Point-per-instance localization data
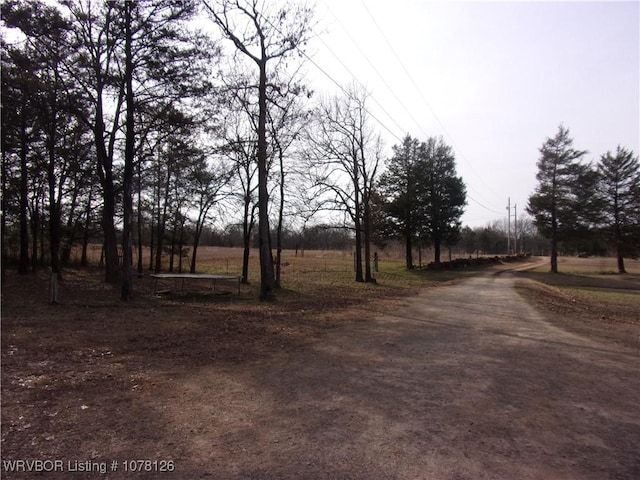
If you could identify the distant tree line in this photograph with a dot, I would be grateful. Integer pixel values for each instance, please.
(585, 207)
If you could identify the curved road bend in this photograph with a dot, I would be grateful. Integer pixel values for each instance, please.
(463, 382)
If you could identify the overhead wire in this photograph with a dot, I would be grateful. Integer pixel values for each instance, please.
(426, 102)
(374, 117)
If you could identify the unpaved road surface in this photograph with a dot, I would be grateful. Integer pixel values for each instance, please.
(466, 381)
(463, 382)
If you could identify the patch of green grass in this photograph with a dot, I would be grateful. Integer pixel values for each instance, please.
(600, 296)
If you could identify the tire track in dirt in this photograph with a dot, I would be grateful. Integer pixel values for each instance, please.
(466, 381)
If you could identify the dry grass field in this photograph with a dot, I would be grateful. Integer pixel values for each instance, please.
(588, 295)
(81, 378)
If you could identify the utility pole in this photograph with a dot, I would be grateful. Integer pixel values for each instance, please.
(508, 225)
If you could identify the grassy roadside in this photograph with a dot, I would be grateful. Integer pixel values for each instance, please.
(588, 297)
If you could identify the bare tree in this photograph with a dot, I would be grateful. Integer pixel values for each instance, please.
(264, 36)
(345, 161)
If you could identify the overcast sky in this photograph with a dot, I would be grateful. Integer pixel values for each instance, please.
(495, 79)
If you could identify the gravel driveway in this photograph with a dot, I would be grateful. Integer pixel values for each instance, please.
(466, 381)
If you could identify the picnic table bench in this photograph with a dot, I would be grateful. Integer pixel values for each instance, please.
(198, 276)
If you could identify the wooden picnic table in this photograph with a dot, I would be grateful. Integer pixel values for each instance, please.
(198, 276)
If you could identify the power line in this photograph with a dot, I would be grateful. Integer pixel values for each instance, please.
(325, 73)
(375, 69)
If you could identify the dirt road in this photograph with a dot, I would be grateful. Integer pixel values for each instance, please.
(463, 382)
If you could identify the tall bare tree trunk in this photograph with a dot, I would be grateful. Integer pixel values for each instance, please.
(127, 183)
(264, 236)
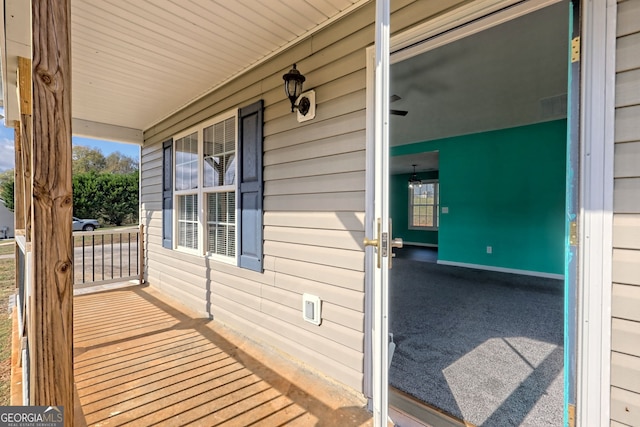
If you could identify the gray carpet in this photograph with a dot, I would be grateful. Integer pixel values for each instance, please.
(483, 346)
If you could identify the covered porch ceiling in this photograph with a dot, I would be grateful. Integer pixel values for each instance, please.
(135, 63)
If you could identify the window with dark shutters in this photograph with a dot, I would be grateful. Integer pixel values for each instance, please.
(250, 183)
(167, 194)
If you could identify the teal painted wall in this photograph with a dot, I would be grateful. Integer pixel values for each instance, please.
(504, 189)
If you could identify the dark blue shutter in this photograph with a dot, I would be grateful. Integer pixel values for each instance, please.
(250, 186)
(167, 194)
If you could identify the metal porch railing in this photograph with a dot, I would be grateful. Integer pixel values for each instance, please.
(106, 256)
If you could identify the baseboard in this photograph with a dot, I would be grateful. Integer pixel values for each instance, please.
(426, 245)
(503, 270)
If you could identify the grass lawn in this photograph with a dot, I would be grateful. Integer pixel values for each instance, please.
(7, 287)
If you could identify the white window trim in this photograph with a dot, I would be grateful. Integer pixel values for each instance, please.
(436, 207)
(201, 191)
(177, 193)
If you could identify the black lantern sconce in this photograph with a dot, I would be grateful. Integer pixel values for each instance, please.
(293, 81)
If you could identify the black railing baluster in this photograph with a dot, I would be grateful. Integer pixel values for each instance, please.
(83, 269)
(102, 256)
(101, 267)
(120, 254)
(112, 256)
(93, 258)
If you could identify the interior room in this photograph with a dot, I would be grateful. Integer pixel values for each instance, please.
(478, 186)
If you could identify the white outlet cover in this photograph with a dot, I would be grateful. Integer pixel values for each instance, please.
(311, 309)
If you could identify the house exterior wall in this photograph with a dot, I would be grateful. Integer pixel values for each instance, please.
(314, 201)
(6, 222)
(625, 342)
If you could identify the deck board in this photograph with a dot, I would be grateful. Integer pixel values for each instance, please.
(141, 359)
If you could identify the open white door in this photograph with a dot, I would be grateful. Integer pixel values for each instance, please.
(379, 239)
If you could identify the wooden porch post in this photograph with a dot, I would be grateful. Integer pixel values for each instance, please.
(51, 336)
(25, 104)
(18, 188)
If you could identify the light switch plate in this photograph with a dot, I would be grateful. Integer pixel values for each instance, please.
(311, 309)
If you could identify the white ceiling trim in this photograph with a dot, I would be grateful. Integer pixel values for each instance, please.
(136, 63)
(95, 130)
(266, 58)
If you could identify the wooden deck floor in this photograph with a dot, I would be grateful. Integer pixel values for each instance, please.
(141, 361)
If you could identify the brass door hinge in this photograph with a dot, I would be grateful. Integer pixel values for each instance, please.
(572, 416)
(573, 233)
(575, 49)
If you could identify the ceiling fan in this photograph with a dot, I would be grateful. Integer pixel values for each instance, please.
(394, 98)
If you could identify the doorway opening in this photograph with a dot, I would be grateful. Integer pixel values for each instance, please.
(479, 332)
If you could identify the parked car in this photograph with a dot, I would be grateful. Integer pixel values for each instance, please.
(84, 224)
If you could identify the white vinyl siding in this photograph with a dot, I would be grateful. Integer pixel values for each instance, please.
(625, 334)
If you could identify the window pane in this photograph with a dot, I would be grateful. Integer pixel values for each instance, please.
(187, 162)
(423, 205)
(219, 154)
(188, 221)
(221, 217)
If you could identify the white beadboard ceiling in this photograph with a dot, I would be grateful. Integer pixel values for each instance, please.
(136, 62)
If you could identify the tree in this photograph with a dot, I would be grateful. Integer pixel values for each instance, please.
(87, 159)
(6, 189)
(117, 162)
(111, 198)
(104, 188)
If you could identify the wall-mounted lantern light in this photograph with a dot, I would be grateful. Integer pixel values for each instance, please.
(293, 81)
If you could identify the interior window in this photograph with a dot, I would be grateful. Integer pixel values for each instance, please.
(424, 200)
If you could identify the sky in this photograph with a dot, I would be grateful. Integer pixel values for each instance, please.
(7, 153)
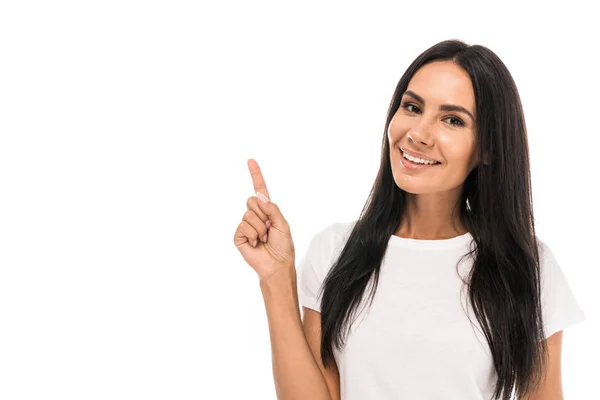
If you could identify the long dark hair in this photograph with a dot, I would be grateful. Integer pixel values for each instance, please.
(495, 206)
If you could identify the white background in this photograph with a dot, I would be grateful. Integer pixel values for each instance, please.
(125, 131)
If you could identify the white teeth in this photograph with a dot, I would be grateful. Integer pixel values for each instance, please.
(417, 160)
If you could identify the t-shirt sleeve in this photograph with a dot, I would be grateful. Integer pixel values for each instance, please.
(560, 308)
(310, 271)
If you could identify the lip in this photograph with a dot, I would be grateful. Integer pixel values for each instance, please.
(419, 155)
(413, 166)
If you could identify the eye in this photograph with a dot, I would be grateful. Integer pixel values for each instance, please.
(460, 123)
(407, 107)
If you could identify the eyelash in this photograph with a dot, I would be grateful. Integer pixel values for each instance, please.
(406, 105)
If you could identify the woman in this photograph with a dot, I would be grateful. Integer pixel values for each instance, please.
(463, 301)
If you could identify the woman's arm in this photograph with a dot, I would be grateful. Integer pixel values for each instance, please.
(551, 385)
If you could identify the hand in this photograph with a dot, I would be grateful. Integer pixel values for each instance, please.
(264, 220)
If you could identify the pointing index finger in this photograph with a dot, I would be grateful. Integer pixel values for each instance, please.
(257, 179)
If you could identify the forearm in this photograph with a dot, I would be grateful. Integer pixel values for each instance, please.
(296, 373)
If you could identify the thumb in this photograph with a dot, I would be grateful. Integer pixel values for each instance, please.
(272, 210)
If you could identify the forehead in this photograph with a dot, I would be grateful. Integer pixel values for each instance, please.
(443, 82)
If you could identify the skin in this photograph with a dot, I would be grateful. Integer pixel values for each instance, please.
(445, 136)
(432, 193)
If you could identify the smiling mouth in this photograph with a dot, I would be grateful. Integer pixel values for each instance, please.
(414, 160)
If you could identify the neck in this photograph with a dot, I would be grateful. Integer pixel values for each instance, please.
(431, 216)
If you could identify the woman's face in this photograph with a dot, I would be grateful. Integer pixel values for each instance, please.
(428, 123)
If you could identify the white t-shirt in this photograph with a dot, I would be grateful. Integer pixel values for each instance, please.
(416, 341)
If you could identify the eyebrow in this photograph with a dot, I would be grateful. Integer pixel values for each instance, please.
(443, 107)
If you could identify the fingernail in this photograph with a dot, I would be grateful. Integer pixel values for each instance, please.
(262, 197)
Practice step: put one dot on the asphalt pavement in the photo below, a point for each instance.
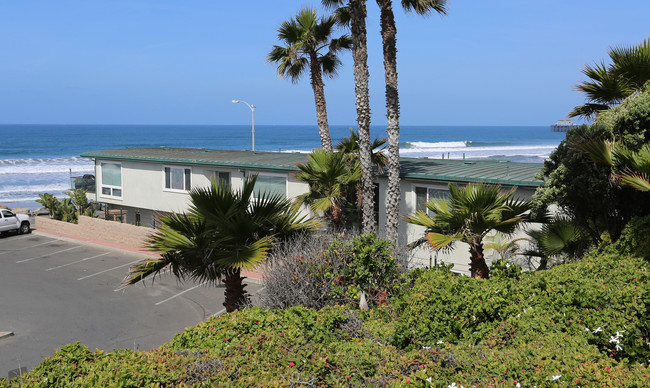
(54, 291)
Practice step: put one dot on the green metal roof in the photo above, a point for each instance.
(275, 161)
(488, 171)
(439, 170)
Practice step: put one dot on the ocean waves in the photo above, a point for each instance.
(477, 150)
(45, 165)
(22, 180)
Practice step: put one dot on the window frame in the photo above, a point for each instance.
(185, 189)
(214, 174)
(272, 174)
(112, 188)
(428, 187)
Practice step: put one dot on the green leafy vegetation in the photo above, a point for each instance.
(317, 271)
(577, 324)
(223, 232)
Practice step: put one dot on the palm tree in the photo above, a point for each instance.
(350, 147)
(389, 40)
(468, 215)
(306, 36)
(629, 168)
(609, 85)
(557, 238)
(355, 13)
(223, 232)
(331, 180)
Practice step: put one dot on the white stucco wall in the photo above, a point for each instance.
(408, 233)
(143, 185)
(143, 189)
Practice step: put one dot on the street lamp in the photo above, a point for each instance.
(252, 120)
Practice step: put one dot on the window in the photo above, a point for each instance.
(221, 177)
(111, 179)
(271, 185)
(424, 194)
(178, 178)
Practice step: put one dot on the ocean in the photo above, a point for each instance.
(36, 159)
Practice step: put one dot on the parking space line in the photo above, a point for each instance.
(32, 246)
(79, 261)
(47, 254)
(180, 293)
(110, 269)
(158, 274)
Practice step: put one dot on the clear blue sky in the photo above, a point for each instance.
(499, 62)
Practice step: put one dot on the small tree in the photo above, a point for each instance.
(223, 232)
(307, 37)
(468, 215)
(331, 179)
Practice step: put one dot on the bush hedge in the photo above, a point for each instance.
(583, 324)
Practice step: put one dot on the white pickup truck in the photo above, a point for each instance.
(10, 221)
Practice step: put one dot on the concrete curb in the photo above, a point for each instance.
(4, 334)
(252, 276)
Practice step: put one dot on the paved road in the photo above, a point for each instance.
(55, 291)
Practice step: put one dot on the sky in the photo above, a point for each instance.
(499, 62)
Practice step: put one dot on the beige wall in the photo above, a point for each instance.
(143, 189)
(143, 186)
(409, 233)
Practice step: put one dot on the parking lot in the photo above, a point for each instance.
(54, 291)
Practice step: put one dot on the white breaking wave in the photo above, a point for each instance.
(503, 152)
(442, 144)
(46, 165)
(64, 186)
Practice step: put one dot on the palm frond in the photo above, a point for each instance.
(425, 7)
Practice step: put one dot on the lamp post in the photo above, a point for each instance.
(252, 119)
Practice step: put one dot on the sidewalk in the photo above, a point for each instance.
(256, 277)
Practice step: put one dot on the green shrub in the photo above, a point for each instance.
(634, 239)
(582, 324)
(369, 266)
(49, 202)
(316, 272)
(603, 291)
(502, 268)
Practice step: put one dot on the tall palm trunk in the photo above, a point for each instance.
(236, 295)
(318, 86)
(361, 77)
(478, 267)
(389, 40)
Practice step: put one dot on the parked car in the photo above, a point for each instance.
(10, 221)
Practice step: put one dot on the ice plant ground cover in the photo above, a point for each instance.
(541, 329)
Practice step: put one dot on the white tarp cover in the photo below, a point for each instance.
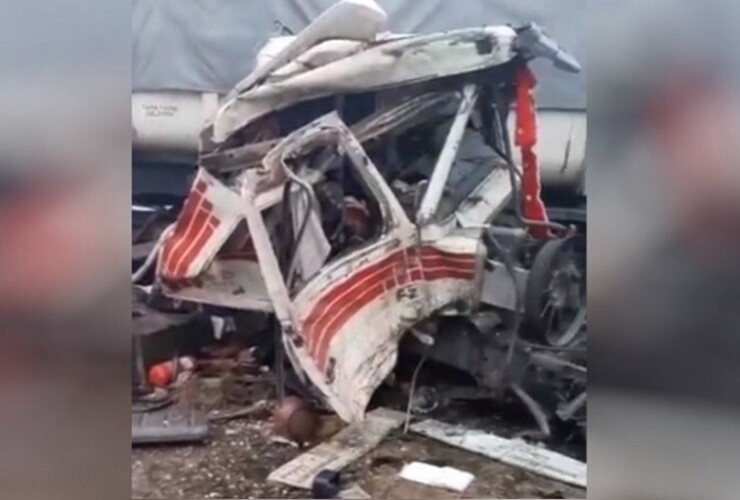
(210, 45)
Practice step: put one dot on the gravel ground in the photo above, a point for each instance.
(236, 460)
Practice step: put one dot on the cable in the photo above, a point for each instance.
(311, 202)
(516, 325)
(412, 389)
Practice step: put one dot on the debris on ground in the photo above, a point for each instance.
(440, 477)
(510, 451)
(335, 454)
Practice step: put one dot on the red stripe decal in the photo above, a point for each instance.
(340, 303)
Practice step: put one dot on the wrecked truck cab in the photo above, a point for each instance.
(351, 231)
(343, 310)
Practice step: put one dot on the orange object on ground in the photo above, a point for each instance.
(162, 374)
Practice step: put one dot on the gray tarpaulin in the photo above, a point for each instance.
(209, 45)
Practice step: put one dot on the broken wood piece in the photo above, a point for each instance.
(341, 450)
(509, 451)
(441, 477)
(354, 492)
(241, 412)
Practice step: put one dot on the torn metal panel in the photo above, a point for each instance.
(509, 451)
(498, 288)
(387, 64)
(394, 118)
(341, 450)
(437, 182)
(209, 216)
(313, 249)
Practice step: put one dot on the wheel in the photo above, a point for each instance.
(555, 297)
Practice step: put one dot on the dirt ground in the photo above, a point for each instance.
(240, 454)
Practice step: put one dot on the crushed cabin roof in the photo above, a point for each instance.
(343, 51)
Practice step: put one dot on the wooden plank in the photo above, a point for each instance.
(345, 447)
(513, 452)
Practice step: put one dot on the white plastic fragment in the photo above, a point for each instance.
(440, 477)
(354, 492)
(509, 451)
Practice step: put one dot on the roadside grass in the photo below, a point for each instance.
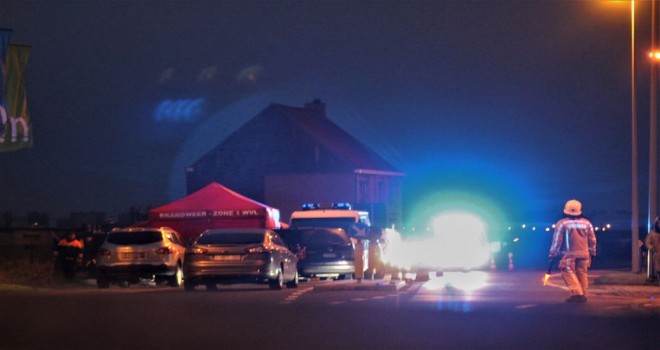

- _EXERCISE DESCRIPTION_
Retype the lines exactly. Begin at the one that holds "Practice step: put one dot on the crushed", stop at the last line of the entries above, and drop the pictures.

- _REPLY_
Practice step: put one dot on the crushed cabin roof in the photo above, a point for each instance.
(343, 51)
Practice step: put one dot on the wooden plank in the photo above, a point for each instance.
(345, 447)
(513, 452)
Practice step: put one dot on the white plastic fragment in the photo above, a point for each instance.
(440, 477)
(354, 492)
(509, 451)
Practice step: put one dot on the roadside grass in the photo below, a point for each instance.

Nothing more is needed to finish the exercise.